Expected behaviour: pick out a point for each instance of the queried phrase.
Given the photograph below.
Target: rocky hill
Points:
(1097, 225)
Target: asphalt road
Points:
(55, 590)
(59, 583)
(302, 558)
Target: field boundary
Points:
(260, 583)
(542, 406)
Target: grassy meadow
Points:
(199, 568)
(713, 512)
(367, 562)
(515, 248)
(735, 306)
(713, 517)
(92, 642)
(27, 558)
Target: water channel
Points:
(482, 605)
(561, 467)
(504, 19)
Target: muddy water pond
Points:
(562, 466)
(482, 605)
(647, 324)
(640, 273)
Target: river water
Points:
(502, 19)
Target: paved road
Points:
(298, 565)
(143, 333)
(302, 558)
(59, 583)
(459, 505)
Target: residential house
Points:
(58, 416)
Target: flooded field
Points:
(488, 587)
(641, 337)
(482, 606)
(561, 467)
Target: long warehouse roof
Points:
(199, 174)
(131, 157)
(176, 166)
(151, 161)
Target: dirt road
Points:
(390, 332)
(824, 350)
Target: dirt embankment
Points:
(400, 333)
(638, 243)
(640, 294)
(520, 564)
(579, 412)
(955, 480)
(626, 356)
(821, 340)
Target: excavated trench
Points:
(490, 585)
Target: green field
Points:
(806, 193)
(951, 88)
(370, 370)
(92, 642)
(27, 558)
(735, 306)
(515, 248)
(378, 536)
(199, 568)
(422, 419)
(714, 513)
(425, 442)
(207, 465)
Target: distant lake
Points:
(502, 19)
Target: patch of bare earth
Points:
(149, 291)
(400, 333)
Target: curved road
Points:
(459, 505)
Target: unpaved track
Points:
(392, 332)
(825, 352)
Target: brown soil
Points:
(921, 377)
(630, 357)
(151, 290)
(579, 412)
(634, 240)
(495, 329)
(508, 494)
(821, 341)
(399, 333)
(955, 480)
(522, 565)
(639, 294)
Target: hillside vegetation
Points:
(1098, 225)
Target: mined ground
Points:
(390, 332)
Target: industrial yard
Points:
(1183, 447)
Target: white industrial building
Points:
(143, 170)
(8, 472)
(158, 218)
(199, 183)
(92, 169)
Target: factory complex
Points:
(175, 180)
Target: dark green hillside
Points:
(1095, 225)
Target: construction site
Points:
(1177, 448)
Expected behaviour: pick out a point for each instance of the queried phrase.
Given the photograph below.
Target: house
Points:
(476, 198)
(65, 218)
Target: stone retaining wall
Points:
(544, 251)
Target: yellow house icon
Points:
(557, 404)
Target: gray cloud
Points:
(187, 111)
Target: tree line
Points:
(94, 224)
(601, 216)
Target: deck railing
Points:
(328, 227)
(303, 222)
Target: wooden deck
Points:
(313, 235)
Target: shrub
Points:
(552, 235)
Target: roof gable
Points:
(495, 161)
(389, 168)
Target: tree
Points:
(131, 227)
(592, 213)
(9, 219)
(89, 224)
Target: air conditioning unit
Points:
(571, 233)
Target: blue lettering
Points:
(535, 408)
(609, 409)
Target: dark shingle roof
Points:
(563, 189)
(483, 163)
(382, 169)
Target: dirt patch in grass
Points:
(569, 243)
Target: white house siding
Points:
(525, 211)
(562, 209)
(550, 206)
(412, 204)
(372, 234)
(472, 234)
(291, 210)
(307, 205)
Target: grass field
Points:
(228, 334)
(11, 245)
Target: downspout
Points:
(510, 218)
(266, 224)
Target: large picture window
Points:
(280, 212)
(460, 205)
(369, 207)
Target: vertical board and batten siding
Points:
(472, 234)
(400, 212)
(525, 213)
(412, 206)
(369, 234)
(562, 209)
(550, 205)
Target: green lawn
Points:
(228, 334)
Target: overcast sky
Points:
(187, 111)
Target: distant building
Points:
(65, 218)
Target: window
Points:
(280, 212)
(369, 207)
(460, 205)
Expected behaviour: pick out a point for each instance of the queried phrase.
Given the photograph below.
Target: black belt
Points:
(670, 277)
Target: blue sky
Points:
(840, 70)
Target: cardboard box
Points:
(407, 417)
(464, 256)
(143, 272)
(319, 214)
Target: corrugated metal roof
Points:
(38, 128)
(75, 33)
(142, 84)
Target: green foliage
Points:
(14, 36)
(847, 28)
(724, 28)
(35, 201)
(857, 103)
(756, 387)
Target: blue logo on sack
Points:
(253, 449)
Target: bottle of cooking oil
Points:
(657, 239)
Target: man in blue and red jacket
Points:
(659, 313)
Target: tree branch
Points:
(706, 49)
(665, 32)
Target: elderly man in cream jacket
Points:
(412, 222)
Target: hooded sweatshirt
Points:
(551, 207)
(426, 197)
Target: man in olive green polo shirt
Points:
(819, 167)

Exercise objective:
Convert every line of all the items above into a JSON array of strings, one string per line, omitting blank lines.

Output of the exercise:
[
  "Expected behaviour: pick out a point for each instance of the queried phrase.",
  "Given the photograph below.",
  "Target: rocky hill",
  "Points:",
  "(1097, 225)",
  "Target: asphalt road",
  "Points:",
  "(55, 590)",
  "(59, 583)",
  "(302, 558)",
  "Target: field boundary",
  "Points:",
  "(260, 583)",
  "(542, 406)",
  "Target: grassy meadow",
  "Points:",
  "(199, 568)",
  "(713, 512)",
  "(367, 562)",
  "(515, 248)",
  "(735, 306)",
  "(713, 517)",
  "(92, 642)",
  "(27, 558)",
  "Target: water channel",
  "Points:",
  "(482, 605)",
  "(561, 467)",
  "(504, 19)",
  "Target: muddy water pond",
  "Points:",
  "(562, 466)",
  "(482, 605)",
  "(647, 324)",
  "(640, 273)",
  "Target: river water",
  "Points:",
  "(502, 19)",
  "Target: paved road",
  "Points:",
  "(298, 565)",
  "(143, 333)",
  "(302, 558)",
  "(59, 583)",
  "(459, 505)",
  "Target: residential house",
  "Points:",
  "(58, 416)",
  "Target: flooded field",
  "Points:",
  "(488, 587)",
  "(641, 337)",
  "(482, 606)",
  "(561, 467)",
  "Target: long warehouse roof",
  "Points:",
  "(199, 174)",
  "(131, 157)",
  "(176, 166)",
  "(151, 161)",
  "Target: dirt road",
  "Points:",
  "(390, 332)",
  "(824, 350)",
  "Target: dirt embankment",
  "Points:",
  "(400, 333)",
  "(638, 243)",
  "(640, 294)",
  "(520, 564)",
  "(579, 412)",
  "(955, 480)",
  "(626, 356)",
  "(821, 340)",
  "Target: excavated trench",
  "Points:",
  "(490, 585)",
  "Target: green field",
  "Points:",
  "(806, 193)",
  "(951, 88)",
  "(370, 370)",
  "(92, 642)",
  "(27, 558)",
  "(735, 306)",
  "(515, 248)",
  "(378, 536)",
  "(199, 568)",
  "(422, 419)",
  "(714, 513)",
  "(425, 442)",
  "(207, 465)",
  "Target: distant lake",
  "Points:",
  "(502, 19)",
  "Target: patch of bare earth",
  "Points:",
  "(149, 291)",
  "(400, 333)",
  "Target: curved road",
  "Points:",
  "(459, 505)",
  "Target: unpaved track",
  "Points:",
  "(392, 332)",
  "(825, 352)",
  "Target: brown soil",
  "Points:",
  "(921, 377)",
  "(630, 357)",
  "(151, 290)",
  "(579, 412)",
  "(634, 240)",
  "(495, 329)",
  "(508, 494)",
  "(821, 341)",
  "(399, 333)",
  "(955, 480)",
  "(522, 565)",
  "(639, 294)",
  "Target: hillside vegetation",
  "Points:",
  "(1098, 225)",
  "Target: mined ground",
  "Points:",
  "(390, 332)",
  "Target: industrial yard",
  "Points:",
  "(1183, 447)",
  "Target: white industrial building",
  "Points:",
  "(143, 170)",
  "(8, 472)",
  "(158, 218)",
  "(199, 183)",
  "(92, 169)",
  "Target: factory complex",
  "Points:",
  "(175, 180)",
  "Target: dark green hillside",
  "Points:",
  "(1095, 225)",
  "Target: construction site",
  "Points:",
  "(1177, 448)",
  "Expected behaviour: pick out a point for each instance of the queried phrase.",
  "Given the photograph below.",
  "Target: house",
  "Points:",
  "(476, 198)",
  "(65, 218)",
  "Target: stone retaining wall",
  "Points:",
  "(544, 251)",
  "Target: yellow house icon",
  "Points:",
  "(557, 404)",
  "Target: gray cloud",
  "Points:",
  "(187, 111)",
  "Target: tree line",
  "Points:",
  "(94, 224)",
  "(601, 216)",
  "Target: deck railing",
  "Points:",
  "(328, 227)",
  "(303, 222)",
  "Target: wooden deck",
  "Points:",
  "(313, 235)",
  "Target: shrub",
  "Points:",
  "(552, 235)",
  "Target: roof gable",
  "Points:",
  "(495, 161)",
  "(389, 168)",
  "Target: tree",
  "Points:",
  "(131, 227)",
  "(592, 213)",
  "(9, 219)",
  "(89, 224)",
  "Target: air conditioning unit",
  "Points:",
  "(571, 233)",
  "Target: blue lettering",
  "Points:",
  "(535, 408)",
  "(609, 409)",
  "Target: dark shingle roof",
  "Points:",
  "(563, 189)",
  "(483, 163)",
  "(382, 169)",
  "Target: dirt patch in grass",
  "Points:",
  "(569, 243)",
  "Target: white house siding",
  "Points:",
  "(525, 211)",
  "(562, 209)",
  "(550, 206)",
  "(412, 204)",
  "(372, 234)",
  "(472, 234)",
  "(291, 210)",
  "(307, 205)",
  "Target: grass field",
  "Points:",
  "(228, 334)",
  "(11, 245)",
  "Target: downspout",
  "Points:",
  "(510, 218)",
  "(266, 224)",
  "Target: large picture window",
  "Points:",
  "(280, 212)",
  "(460, 205)",
  "(369, 207)",
  "Target: vertical board and batten siding",
  "Points:",
  "(472, 234)",
  "(400, 212)",
  "(525, 213)",
  "(412, 206)",
  "(369, 234)",
  "(562, 209)",
  "(550, 205)",
  "Target: green lawn",
  "Points:",
  "(228, 334)",
  "Target: overcast sky",
  "Points:",
  "(187, 111)",
  "Target: distant building",
  "Points:",
  "(65, 218)",
  "Target: window",
  "Points:",
  "(280, 212)",
  "(369, 207)",
  "(460, 205)",
  "Expected behaviour: pick out a point for each instance of the queried phrase.",
  "Given the photograph below.",
  "Target: black belt",
  "Points:",
  "(670, 277)",
  "Target: blue sky",
  "Points:",
  "(840, 70)",
  "Target: cardboard box",
  "Points:",
  "(407, 417)",
  "(464, 256)",
  "(143, 272)",
  "(319, 214)",
  "Target: corrugated metal roof",
  "Points:",
  "(38, 128)",
  "(75, 33)",
  "(142, 84)",
  "Target: green foliage",
  "Points:",
  "(14, 36)",
  "(847, 28)",
  "(724, 28)",
  "(35, 201)",
  "(857, 103)",
  "(756, 387)",
  "Target: blue logo on sack",
  "Points:",
  "(253, 449)",
  "Target: bottle of cooking oil",
  "Points:",
  "(657, 239)",
  "Target: man in blue and red jacket",
  "Points:",
  "(659, 313)",
  "Target: tree branch",
  "Points:",
  "(706, 49)",
  "(665, 32)",
  "Target: elderly man in cream jacket",
  "Points:",
  "(412, 222)",
  "Target: hooded sweatshirt",
  "Points:",
  "(551, 207)",
  "(426, 197)",
  "Target: man in olive green polo shirt",
  "Points:",
  "(819, 167)"
]